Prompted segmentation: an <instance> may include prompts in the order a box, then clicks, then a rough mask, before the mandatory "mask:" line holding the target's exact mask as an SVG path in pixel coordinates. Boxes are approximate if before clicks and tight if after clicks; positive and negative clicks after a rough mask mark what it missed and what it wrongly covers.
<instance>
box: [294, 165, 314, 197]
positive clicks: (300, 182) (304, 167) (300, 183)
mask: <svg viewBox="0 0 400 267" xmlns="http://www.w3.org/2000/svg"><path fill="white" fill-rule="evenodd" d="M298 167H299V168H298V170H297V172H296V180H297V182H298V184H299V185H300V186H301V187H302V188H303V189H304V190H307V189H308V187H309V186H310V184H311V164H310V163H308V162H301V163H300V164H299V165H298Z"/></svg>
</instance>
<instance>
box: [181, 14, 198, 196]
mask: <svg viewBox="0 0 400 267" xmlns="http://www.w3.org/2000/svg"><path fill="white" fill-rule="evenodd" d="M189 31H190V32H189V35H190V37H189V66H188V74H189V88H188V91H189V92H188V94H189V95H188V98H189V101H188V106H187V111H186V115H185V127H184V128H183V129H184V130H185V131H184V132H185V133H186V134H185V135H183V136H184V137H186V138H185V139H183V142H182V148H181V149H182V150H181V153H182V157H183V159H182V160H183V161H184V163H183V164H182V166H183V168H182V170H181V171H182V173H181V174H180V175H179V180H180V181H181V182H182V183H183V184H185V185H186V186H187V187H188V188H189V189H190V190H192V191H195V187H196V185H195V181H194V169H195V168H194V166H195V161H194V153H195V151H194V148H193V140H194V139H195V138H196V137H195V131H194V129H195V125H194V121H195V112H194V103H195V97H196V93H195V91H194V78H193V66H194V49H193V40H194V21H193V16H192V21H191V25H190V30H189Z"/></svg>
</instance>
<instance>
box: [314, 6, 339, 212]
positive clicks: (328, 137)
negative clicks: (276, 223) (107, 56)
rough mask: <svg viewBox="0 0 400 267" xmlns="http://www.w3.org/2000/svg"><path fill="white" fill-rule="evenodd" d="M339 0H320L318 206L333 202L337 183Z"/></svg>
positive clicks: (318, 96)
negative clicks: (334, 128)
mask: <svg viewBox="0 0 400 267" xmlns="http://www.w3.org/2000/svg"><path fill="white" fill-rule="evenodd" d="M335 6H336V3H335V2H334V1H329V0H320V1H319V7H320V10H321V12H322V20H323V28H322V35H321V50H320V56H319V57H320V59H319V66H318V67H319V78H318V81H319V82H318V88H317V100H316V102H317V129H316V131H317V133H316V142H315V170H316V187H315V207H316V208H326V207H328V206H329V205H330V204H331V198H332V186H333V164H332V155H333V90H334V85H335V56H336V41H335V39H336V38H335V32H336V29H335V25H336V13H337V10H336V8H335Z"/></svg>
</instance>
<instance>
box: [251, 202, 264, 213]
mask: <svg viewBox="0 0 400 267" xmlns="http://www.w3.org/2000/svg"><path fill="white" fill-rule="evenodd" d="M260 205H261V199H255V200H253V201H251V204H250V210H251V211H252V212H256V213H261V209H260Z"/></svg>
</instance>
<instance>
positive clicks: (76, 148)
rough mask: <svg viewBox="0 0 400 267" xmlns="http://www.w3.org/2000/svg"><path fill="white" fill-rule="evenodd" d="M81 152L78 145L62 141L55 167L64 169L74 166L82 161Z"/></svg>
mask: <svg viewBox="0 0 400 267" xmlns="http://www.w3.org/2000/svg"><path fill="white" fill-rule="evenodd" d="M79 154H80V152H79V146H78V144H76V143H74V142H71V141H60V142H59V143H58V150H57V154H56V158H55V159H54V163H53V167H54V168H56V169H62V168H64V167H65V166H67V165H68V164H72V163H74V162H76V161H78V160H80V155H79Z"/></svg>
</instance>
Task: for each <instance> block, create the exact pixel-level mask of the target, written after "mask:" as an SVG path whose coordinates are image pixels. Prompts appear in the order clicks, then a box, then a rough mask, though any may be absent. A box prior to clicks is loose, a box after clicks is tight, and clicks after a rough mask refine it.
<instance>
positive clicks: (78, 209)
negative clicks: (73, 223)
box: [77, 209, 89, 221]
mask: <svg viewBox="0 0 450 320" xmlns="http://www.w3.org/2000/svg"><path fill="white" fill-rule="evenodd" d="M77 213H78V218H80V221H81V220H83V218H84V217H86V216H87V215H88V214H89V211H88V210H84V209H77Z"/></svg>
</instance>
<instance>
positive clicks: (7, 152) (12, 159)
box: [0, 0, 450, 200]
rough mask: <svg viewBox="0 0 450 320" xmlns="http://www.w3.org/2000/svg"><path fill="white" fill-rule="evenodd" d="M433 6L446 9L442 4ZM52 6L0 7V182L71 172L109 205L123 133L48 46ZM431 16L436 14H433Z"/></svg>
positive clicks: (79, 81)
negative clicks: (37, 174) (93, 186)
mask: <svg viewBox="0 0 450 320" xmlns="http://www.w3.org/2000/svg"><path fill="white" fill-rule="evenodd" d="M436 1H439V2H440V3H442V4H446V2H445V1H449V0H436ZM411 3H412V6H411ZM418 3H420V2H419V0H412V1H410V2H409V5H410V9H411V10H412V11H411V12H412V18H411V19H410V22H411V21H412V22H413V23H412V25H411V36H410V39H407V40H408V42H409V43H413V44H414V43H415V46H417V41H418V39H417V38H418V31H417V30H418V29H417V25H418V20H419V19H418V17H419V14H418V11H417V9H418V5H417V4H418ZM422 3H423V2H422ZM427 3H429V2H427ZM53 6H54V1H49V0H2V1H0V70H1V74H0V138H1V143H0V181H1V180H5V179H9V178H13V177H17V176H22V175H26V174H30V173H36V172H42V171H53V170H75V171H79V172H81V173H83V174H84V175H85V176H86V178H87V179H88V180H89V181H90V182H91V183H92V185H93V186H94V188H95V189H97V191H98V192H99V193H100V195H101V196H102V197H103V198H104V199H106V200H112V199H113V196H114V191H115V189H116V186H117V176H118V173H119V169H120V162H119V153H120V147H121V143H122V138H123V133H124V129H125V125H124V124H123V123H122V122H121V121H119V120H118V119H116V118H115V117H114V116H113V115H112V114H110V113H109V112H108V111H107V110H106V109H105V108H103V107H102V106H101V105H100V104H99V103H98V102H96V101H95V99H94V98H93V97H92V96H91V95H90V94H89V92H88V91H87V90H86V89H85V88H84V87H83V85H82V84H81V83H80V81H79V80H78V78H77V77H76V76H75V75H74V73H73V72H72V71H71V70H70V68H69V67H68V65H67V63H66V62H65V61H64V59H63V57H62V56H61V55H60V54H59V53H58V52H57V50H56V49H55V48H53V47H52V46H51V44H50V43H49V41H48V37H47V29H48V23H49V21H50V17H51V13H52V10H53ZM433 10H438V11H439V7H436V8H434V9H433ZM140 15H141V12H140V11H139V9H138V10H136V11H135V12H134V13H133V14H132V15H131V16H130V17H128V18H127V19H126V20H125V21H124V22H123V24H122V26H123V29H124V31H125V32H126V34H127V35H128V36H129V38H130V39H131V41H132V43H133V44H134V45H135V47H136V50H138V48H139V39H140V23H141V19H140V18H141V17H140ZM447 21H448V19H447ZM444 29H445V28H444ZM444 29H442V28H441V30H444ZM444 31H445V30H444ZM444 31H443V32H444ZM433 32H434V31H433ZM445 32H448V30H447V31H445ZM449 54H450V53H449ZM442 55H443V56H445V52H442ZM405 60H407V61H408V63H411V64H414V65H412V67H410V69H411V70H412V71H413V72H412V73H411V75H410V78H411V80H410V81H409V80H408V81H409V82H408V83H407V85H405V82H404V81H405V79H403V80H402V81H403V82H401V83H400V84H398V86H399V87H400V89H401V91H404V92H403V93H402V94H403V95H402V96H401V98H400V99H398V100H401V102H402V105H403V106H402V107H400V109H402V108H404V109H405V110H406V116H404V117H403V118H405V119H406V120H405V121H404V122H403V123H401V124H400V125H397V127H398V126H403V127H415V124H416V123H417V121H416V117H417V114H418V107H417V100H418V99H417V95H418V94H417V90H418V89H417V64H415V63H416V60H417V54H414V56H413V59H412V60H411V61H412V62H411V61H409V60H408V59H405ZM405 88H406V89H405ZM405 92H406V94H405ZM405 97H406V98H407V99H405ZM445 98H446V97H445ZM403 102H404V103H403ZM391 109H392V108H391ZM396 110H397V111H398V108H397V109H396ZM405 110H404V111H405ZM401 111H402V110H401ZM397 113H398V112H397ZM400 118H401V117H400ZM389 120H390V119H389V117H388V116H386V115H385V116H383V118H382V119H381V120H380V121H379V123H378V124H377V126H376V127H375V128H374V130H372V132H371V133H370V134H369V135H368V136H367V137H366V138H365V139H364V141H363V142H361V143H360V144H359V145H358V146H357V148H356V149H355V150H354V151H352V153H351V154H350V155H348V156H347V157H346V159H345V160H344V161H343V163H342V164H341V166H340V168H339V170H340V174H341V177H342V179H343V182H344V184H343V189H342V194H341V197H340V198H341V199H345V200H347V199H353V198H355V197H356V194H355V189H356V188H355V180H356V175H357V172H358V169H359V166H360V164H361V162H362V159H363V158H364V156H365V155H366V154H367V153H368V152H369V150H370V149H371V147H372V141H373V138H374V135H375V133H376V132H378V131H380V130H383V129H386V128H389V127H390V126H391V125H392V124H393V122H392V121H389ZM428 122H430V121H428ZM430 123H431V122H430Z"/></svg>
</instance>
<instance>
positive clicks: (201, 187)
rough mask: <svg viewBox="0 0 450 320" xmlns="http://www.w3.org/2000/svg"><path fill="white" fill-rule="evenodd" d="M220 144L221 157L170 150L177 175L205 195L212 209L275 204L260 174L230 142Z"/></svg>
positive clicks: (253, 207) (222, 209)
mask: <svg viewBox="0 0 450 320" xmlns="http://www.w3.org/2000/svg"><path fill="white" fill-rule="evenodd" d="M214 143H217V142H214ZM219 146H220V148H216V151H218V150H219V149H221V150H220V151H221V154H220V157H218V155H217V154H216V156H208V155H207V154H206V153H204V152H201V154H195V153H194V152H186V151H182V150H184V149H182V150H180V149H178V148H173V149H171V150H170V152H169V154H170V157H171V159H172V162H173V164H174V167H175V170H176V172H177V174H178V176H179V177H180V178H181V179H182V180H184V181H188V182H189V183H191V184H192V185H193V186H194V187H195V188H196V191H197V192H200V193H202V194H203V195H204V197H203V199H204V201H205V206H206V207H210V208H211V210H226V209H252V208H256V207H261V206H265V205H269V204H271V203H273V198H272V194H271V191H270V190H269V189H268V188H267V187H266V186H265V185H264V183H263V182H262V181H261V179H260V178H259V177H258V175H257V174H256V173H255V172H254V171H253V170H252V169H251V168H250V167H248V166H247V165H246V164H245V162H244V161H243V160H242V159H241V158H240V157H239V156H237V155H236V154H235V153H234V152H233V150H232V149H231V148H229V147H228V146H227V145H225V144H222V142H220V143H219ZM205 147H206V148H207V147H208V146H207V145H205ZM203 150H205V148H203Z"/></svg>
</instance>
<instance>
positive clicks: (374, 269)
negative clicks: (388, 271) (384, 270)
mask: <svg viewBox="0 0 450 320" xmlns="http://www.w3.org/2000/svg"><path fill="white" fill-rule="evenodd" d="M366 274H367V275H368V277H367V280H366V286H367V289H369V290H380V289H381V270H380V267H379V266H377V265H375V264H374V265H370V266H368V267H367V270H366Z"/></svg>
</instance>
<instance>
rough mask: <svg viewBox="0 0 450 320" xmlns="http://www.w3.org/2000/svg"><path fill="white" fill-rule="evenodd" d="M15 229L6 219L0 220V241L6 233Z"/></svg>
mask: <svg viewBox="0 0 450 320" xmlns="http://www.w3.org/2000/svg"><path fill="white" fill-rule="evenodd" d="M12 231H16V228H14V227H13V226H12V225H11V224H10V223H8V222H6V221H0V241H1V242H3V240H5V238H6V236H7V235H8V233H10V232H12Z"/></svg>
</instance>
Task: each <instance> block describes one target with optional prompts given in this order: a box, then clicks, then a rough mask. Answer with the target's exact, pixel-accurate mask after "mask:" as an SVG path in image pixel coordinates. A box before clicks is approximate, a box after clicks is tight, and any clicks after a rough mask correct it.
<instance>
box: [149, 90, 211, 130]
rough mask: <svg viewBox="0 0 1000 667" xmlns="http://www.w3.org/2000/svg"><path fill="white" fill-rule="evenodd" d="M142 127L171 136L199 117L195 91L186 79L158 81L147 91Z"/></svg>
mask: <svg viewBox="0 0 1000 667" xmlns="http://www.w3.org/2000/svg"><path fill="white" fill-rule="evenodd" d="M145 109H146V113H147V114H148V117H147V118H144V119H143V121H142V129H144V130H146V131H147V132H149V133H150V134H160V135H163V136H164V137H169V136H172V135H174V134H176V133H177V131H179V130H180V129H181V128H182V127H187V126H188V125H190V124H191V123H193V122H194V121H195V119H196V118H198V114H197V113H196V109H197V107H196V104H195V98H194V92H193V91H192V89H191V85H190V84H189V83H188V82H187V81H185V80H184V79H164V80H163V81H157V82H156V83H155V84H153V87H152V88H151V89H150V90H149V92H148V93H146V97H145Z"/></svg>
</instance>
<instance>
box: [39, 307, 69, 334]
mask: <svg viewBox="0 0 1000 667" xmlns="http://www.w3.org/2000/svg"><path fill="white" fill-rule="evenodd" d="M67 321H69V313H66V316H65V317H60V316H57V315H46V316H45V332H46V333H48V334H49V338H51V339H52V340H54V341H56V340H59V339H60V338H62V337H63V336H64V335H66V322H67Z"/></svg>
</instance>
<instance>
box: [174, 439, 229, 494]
_ _ _ _ _
▶ ACTIVITY: Write out the listing's lines exactly, from its first line through the line that contains "positive clicks: (318, 96)", and stop there.

▶ RESPONSE:
Prompted segmentation: an <instance> may include prompts in the order a box, then clicks, then a rough mask, before the mandatory "mask:" line holding the target's exact mask as an SVG path in pixel coordinates. Boxes are approximate if before clicks and tight if after clicks; positive and negative clicks after a rough mask mark what it missed and what it wrongly covers.
<instance>
box: [294, 165, 314, 197]
positive clicks: (300, 182) (304, 167) (300, 183)
mask: <svg viewBox="0 0 400 267" xmlns="http://www.w3.org/2000/svg"><path fill="white" fill-rule="evenodd" d="M298 167H299V168H298V170H297V172H296V180H297V182H298V184H299V185H300V186H301V187H302V188H303V189H304V190H307V189H308V187H309V186H310V184H311V164H310V163H308V162H301V163H300V164H299V165H298Z"/></svg>
</instance>
<instance>
box: [181, 14, 198, 196]
mask: <svg viewBox="0 0 400 267" xmlns="http://www.w3.org/2000/svg"><path fill="white" fill-rule="evenodd" d="M189 31H190V32H189V35H190V37H189V66H188V74H189V88H188V91H189V92H188V94H189V95H188V98H189V101H188V106H187V111H186V115H185V127H184V128H183V129H184V130H185V131H184V132H185V133H186V134H185V135H183V136H184V137H186V138H185V139H183V142H182V148H181V149H182V150H181V153H182V157H183V159H182V160H183V161H184V163H183V164H182V166H183V168H182V170H181V171H182V173H181V174H180V175H179V180H180V181H181V182H182V183H183V184H185V185H186V186H187V187H188V188H189V189H190V190H192V191H195V187H196V185H195V181H194V169H195V168H194V166H195V161H194V153H195V151H194V148H193V140H194V139H195V138H196V137H195V131H194V129H195V125H194V121H195V112H194V103H195V97H196V93H195V91H194V78H193V66H194V49H193V40H194V21H193V16H192V21H191V25H190V30H189Z"/></svg>
</instance>
<instance>
box: [314, 6, 339, 212]
positive clicks: (328, 137)
negative clicks: (276, 223) (107, 56)
rough mask: <svg viewBox="0 0 400 267" xmlns="http://www.w3.org/2000/svg"><path fill="white" fill-rule="evenodd" d="M339 0H320L318 206L333 202L337 183Z"/></svg>
positive clicks: (318, 96)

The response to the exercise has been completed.